提供テキスト »
------------------------

茨木 みんな貧しくて、飲み水も安心して飲めなかったのです。子供たちはどんどん亡くなっていく。これは大変だと思い、まず寺の庭に浄化槽を作りました。佐賀県のある会社の社長さんが自ら作られたものですが、水槽の底に石や砂や炭を敷いて、そこに水を入れる。そこから出てきた水をまた次の水槽に移し、さらに三つ目の水槽に移してやっと飲める水になるという具合です。
 これを「恵みの水」と名づけ、みんなが飲んで元気になったのです。「おかげさまで皮膚病が治りました」、「眼病が治りました」「下痢が治りました」と言って。一年後に保健省の大臣がお礼に来たくらいです。
 その後も病院を五つつくりましたね。ヤシの葉の屋根で覆われた小さな建物で、雨は漏らないんですが、手術は昼間しかできません。お医者さんは日本から来ていただきました。それから学校も五つできました。大本山永平寺から寄付された大きな学校もあります。私も小さな村に「大白蓮華学校」という学校を寄付しました。六百人の子供を収容できますが、昼、夜二部制にして、千人ぐらいの子供が通っていました。

――学校に通えるようになって子供たちはうれしかったでしょうね。

茨木 はい。子供たちは栄養が十分に摂れていないため、週二回給食を始めました。もう、うれしくてたまらないというような感じで食べていました。びっくりしたことは、お母さんたちが外からそれを覗のぞいているんですよね。
 それから、こんなこともありました。パゴダにお参りのとき、女の子が私の持つボールペンをねだりました。もう使いかけのものなのにと思いながらあげると、うれしそうにスキップして帰っていきました。あんなに喜んで、インクが無くなった時には、どんなに悲しい思いをするのだろうかと思い、帰国後みんなに話して鉛筆、紙、絵の具、クレヨンなどを提供してくれるよう働きかけました。

------------------------

指示 1 »
浄化槽や学校づくりについて語った文章で、浄化槽を通して飲めるようになった水は何と名づけられたか答えなさい。
指示 2 »
浄化槽や学校づくりについて語った文章を、最後の文の後から引き継いで書き進めなさい。

------------------------

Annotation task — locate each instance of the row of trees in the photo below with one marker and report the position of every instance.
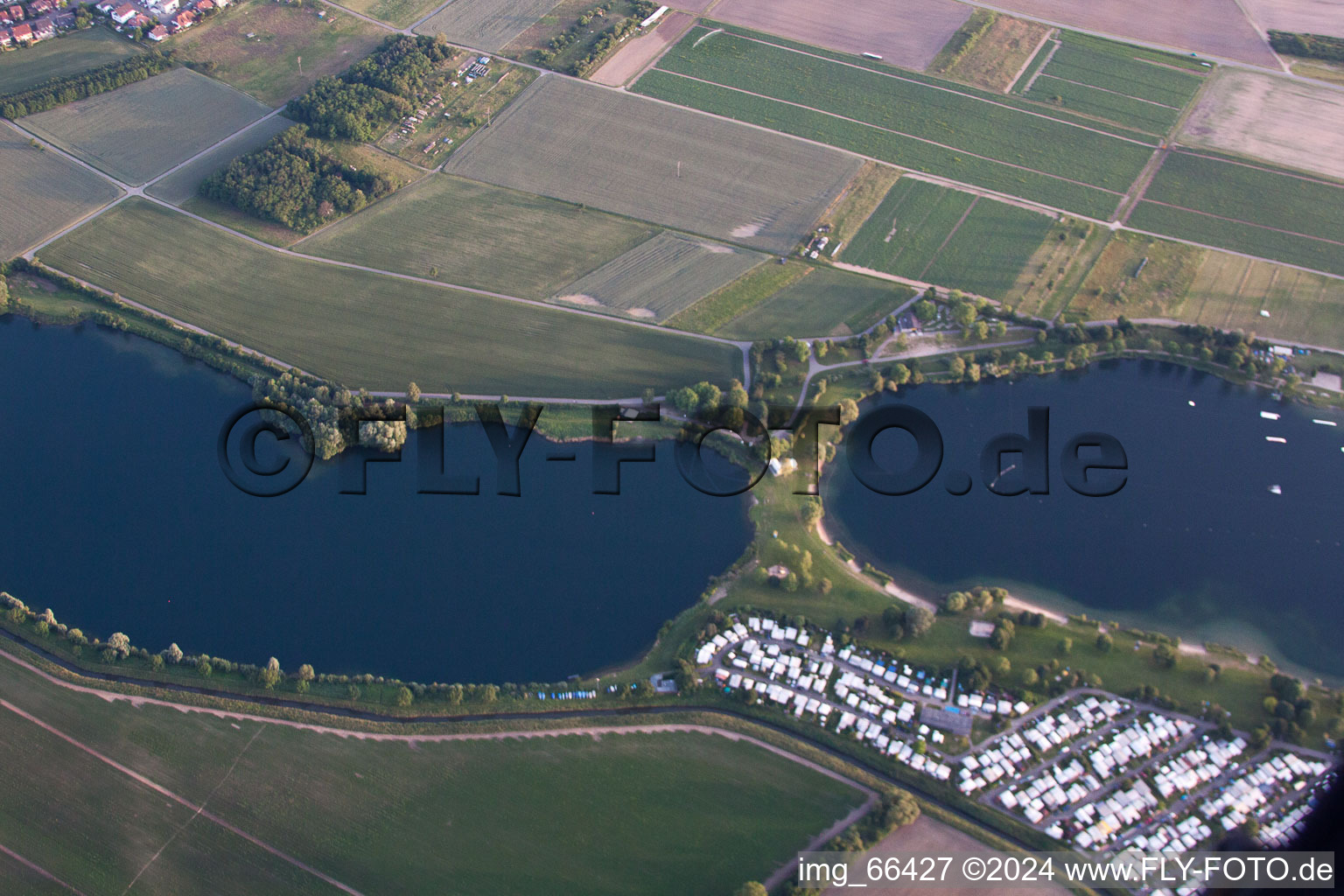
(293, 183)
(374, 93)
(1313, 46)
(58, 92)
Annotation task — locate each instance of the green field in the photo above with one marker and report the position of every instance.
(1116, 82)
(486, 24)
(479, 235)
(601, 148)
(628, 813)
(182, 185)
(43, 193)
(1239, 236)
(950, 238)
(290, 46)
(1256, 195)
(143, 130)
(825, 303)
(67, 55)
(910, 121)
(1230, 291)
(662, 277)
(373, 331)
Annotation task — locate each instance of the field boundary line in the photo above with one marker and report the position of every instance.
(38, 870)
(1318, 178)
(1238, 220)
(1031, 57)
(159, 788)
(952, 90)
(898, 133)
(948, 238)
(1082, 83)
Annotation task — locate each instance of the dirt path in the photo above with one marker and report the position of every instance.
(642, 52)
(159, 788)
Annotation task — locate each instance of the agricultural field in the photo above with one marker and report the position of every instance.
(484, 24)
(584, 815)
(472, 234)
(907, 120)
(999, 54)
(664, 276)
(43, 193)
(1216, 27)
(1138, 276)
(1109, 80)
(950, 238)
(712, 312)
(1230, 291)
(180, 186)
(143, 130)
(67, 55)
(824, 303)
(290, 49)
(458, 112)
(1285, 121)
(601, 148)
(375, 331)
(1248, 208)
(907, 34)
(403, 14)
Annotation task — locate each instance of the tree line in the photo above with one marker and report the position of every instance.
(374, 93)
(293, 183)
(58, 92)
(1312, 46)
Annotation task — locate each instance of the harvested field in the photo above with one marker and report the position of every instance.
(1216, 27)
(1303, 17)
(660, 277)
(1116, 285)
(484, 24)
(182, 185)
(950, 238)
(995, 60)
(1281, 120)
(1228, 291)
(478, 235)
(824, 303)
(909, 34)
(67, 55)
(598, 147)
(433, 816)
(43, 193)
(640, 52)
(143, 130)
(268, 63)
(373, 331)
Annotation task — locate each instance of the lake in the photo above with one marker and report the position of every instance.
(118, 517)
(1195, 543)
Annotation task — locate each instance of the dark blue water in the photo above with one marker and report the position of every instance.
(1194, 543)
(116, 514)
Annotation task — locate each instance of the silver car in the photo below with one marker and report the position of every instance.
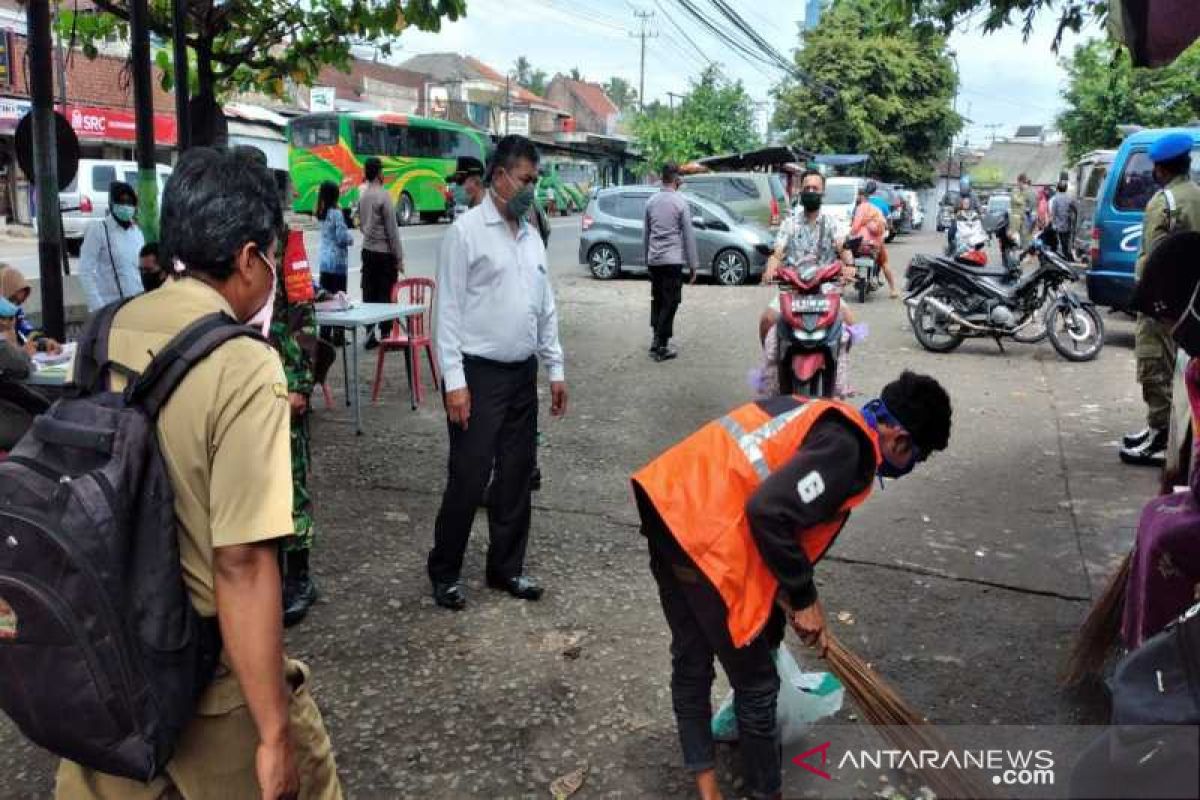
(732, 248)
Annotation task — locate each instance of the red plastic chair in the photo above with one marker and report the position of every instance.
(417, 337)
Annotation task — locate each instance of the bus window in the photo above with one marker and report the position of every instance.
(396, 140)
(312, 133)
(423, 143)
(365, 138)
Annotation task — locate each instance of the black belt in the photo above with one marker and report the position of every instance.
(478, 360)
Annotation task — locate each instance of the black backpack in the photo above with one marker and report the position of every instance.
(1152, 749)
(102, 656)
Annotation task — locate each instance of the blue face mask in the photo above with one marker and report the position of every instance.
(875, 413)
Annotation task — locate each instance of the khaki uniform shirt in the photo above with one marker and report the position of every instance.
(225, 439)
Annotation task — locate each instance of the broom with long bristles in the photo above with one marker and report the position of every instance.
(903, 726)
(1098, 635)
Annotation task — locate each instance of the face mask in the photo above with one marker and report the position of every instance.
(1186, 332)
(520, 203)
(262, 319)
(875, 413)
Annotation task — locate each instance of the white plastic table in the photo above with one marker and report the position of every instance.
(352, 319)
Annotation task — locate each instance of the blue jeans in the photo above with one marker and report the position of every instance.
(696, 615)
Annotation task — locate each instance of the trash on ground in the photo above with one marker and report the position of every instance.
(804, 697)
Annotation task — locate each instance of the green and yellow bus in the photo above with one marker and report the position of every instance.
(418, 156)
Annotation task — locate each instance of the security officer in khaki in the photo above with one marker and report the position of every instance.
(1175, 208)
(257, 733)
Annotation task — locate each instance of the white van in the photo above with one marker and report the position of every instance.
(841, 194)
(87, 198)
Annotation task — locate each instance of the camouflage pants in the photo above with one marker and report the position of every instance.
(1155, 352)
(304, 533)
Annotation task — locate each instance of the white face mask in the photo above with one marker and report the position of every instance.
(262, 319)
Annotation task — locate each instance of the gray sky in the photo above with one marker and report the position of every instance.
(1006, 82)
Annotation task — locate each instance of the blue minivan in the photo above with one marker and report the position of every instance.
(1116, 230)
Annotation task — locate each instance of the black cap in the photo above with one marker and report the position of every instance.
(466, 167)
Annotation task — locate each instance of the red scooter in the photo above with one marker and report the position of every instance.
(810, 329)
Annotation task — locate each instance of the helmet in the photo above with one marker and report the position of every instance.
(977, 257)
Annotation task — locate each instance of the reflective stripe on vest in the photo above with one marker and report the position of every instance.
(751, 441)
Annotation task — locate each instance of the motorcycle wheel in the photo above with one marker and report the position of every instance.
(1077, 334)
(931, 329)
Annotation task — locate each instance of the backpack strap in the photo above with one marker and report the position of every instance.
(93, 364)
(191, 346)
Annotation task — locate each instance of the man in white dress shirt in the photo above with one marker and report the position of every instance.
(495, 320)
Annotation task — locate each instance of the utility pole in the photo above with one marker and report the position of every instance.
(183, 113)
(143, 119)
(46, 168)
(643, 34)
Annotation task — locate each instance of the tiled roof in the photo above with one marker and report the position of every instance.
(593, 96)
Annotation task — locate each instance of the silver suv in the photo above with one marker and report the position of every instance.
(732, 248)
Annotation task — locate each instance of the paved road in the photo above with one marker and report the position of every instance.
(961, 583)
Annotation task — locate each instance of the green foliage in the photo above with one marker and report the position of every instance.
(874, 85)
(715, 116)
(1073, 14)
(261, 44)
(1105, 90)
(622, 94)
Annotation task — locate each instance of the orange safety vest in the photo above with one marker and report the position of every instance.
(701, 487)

------------------------

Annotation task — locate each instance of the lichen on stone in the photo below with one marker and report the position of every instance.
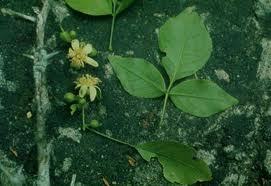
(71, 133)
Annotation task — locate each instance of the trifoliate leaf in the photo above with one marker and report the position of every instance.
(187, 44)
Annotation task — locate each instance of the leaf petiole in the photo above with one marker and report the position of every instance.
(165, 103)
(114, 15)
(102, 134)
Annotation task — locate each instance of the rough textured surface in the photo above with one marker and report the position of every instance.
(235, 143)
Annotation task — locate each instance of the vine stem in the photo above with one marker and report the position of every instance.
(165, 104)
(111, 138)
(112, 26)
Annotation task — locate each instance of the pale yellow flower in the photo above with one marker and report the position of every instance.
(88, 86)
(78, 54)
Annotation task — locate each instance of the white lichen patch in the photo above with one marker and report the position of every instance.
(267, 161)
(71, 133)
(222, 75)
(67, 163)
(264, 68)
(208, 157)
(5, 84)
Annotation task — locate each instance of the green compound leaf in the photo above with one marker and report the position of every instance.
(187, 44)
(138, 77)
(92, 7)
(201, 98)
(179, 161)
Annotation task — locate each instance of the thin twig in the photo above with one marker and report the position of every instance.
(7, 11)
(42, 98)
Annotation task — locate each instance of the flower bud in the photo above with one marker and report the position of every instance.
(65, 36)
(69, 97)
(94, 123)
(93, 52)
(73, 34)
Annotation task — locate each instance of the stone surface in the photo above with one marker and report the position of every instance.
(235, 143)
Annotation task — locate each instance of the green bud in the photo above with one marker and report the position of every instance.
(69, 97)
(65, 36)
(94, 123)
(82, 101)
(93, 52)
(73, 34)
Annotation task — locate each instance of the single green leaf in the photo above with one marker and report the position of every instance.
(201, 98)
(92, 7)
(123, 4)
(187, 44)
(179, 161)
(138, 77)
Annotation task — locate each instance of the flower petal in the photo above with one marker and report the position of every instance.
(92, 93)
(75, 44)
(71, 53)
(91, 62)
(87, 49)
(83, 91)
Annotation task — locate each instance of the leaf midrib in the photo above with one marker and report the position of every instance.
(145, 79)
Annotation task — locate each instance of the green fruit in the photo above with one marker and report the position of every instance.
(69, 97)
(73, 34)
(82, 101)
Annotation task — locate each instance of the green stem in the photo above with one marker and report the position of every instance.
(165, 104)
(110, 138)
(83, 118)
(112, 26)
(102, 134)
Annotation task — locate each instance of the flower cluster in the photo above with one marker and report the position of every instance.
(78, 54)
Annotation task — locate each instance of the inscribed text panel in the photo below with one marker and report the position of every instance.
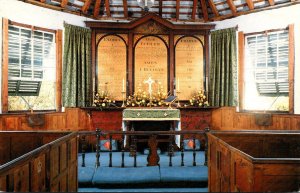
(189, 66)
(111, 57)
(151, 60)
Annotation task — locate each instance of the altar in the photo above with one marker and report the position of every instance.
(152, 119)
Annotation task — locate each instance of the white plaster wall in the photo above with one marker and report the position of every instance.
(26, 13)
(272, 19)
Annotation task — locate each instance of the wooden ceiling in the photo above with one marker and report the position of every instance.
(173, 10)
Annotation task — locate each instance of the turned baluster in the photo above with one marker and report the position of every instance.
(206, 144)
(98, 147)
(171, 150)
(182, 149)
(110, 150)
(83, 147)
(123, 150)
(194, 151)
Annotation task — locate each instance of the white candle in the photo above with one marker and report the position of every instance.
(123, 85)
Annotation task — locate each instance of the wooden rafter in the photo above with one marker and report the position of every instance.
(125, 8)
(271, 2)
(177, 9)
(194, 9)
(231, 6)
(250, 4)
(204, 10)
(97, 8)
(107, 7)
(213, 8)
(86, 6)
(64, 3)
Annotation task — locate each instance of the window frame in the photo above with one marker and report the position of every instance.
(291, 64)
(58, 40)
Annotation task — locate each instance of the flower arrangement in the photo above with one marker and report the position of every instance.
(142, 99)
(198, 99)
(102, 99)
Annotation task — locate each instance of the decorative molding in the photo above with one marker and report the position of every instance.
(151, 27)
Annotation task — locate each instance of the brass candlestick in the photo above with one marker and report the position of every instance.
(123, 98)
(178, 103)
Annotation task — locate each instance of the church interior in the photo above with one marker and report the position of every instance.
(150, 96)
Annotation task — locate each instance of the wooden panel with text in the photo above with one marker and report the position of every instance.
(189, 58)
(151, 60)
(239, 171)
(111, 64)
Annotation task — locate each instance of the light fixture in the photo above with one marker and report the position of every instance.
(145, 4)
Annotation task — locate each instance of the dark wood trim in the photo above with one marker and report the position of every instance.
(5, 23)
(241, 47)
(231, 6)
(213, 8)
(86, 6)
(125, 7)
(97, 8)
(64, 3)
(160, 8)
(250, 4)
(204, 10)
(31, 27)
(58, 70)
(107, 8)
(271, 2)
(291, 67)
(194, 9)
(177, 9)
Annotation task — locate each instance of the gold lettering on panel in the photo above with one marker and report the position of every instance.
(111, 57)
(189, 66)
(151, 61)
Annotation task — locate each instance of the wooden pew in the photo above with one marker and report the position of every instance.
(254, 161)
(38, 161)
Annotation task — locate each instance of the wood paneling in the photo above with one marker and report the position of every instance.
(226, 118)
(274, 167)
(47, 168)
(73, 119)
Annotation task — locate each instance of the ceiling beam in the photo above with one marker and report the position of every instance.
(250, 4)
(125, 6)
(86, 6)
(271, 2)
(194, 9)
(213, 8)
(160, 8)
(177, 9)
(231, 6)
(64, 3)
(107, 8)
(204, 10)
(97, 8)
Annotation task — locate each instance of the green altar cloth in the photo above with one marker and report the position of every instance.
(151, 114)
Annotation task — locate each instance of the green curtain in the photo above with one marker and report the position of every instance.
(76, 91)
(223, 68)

------------------------

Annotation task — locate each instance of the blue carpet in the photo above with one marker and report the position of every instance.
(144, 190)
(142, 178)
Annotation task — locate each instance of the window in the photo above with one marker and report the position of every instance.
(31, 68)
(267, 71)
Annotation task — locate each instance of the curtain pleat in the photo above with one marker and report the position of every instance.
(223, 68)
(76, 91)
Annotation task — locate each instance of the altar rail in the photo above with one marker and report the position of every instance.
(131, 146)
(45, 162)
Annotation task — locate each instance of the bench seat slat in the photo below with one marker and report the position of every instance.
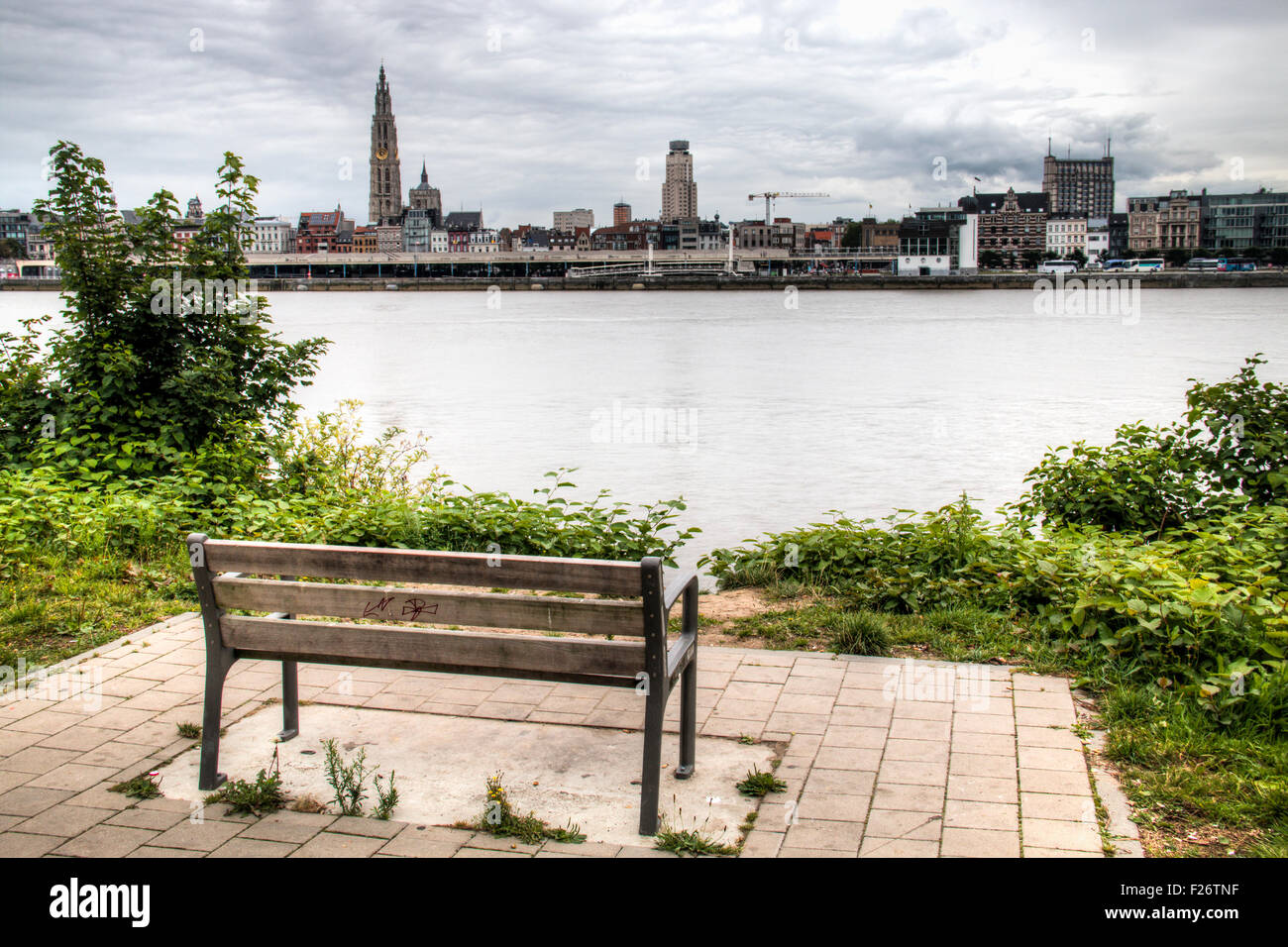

------------------------

回答 1 »
「恵みの水」と名づけられました。

回答 2 »
 次にそれを携えて訪れ子供たちに配ると、ある子供は画用紙のなかに小さな四角の枠を作って、その中に絵を書いているんです。先生に尋ねると、「今までこの枠くらいの大きさの紙しかなかったので、全面を使わないんでしょう」と。「画用紙いっぱいに描いていいんだよ」と言ったのですが、すぐにはそういう気持ちになれなかったのでしょう。

――老師はミャンマーだけでなくいろいろな国で、子供たちと遊んで来られたそうですね。

茨木 だいぶ前になりますが、フランスでの世界の保育大会で、自分で作った人形を持っていって日本語の人形劇をしました。けんかをしたり、お相撲を取ったり、隠れんぼしたりという他愛もない人形芝居なんですが、子供たちは人形が動くたびに、あっはっはっはと笑うんですよ。もう一生懸命に操作したら、仮設の舞台がすぐ壊れてしまってね。(笑) そして最後は、みんながどっと寄ってきて、人形に握手したいと言うんです。

――人形と握手。かわいいですね。

茨木 そのときに「ちいちいぱっぱ、ちいぱっぱ」を歌いました。あれは世界中に通じてしまいますから。

――「スズメの学校」ですか。やっぱりヨーロッパでもスズメはスズメでしょうね。(笑)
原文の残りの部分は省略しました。